There must be some invisible anti-burger barrier on North Main Street from Northside Drive to East Exchange Avenue. There are about a dozen or so restaurants in that stretch, but aside from Byblos Mediterranean Lebanese Restaurant & Hookah Lounge, they’re all Tex-Mex or Mex-Mex places. Billy Miner’s, which was a downtown touchstone for 27 years, re-opened right in the midst of the burger force field several years back. Seeing their sign in the Stockyards was always a little discomfitting, like seeing your parents at a bar, but the owners fought the burger fight for a while. Sadly, Billy Miner’s closed its Stockyards location a few months ago.

_Stated goal A_:
Update the passage about burgers on North Main Street between "There must be" and "few months ago.", inclusive, replacing "restaurants" with "eateries".
_Stated goal B_:
Go on with the passage about burgers on North Main Street from its last sentence.

_Material_:
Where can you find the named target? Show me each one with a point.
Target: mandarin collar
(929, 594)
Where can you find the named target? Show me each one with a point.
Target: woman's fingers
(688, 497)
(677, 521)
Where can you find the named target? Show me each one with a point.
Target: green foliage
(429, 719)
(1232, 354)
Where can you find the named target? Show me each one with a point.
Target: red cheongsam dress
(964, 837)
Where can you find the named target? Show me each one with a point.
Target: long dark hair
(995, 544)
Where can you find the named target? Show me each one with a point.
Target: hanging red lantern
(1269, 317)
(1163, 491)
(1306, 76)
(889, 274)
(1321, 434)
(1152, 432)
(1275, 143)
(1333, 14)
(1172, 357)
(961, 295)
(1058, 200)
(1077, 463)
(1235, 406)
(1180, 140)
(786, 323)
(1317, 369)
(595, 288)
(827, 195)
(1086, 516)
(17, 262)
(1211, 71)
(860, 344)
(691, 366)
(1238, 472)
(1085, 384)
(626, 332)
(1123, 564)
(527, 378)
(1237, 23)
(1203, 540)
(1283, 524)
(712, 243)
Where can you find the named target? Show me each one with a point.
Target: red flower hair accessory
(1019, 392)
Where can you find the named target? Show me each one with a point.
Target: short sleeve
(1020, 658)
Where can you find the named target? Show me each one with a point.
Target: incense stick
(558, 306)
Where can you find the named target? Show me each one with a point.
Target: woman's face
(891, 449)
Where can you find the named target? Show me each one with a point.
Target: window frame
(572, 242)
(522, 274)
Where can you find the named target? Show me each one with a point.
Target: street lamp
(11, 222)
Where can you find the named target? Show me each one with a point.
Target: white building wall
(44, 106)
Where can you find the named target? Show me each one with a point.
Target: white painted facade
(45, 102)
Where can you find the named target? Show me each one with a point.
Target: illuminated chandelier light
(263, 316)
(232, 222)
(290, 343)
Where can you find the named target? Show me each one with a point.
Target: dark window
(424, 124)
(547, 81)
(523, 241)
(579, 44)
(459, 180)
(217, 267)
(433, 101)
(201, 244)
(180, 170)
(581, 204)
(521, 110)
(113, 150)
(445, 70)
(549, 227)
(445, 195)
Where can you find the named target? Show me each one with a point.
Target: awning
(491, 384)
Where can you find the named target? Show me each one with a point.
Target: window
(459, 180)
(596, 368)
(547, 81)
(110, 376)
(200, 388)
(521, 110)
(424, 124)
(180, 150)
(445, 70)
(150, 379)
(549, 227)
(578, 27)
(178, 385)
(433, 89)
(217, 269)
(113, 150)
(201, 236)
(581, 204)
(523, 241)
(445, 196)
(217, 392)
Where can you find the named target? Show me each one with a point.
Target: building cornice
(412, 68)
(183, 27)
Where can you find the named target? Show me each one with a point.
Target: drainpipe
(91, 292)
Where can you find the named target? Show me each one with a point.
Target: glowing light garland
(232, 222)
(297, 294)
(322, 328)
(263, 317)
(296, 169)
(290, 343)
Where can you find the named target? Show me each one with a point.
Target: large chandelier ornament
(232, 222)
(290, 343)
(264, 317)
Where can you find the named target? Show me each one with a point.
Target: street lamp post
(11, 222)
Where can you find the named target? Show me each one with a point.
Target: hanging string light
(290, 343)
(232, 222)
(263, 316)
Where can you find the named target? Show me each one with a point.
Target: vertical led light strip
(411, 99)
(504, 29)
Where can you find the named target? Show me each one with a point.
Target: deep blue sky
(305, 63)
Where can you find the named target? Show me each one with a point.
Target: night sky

_Final result A_:
There must be some invisible anti-burger barrier on North Main Street from Northside Drive to East Exchange Avenue. There are about a dozen or so eateries in that stretch, but aside from Byblos Mediterranean Lebanese Restaurant & Hookah Lounge, they’re all Tex-Mex or Mex-Mex places. Billy Miner’s, which was a downtown touchstone for 27 years, re-opened right in the midst of the burger force field several years back. Seeing their sign in the Stockyards was always a little discomfitting, like seeing your parents at a bar, but the owners fought the burger fight for a while. Sadly, Billy Miner’s closed its Stockyards location a few months ago.

_Final result B_:
Maybe Chuyito’s Texican Burger & Cantina (1521 N. Main St.) will do better in flying the burger flag. The offshoot of Chuy’s Mexican Restaurant (the local one, not the giant Austin-based chain of the same name) has taken over the Billy Miner’s Stockyards space. The concept is an amalgam of Tex-Mex and classic hamburger joint — perhaps the Tex-Mex side of the menu will neutralize the curse. That, and the food is very good. The burger patties are half a pound, with options of classic beef, “ranchera” with chorizo and beef, and the pico de gallo version with beef and peppers. Though burgers are its meat and cheese, so to speak, Chuyito’s casts a wide net, offering authentic Mex-Mex tacos as well as hot dogs, chicken wings, and corn dogs.
The environs are cozy, with red brick walls and only about 12 tables, some of which are bar tables with tall stools. The sparse décor looks like a work in progress, so hopefully it’ll soon be more than a couple of neon beer signs and one television. On a recent afternoon, a fairly steady flow of customers found their way into the three-week-old café.
It’s a counter service place, and the kitchen calls your number when your burger is ready. There’s a condiment bar where you add your own lettuce, onions, and tomatoes. Though slim, those offerings were enough for me to embarrass myself. My burger was hemorrhaging onions and lettuce by the time I was done.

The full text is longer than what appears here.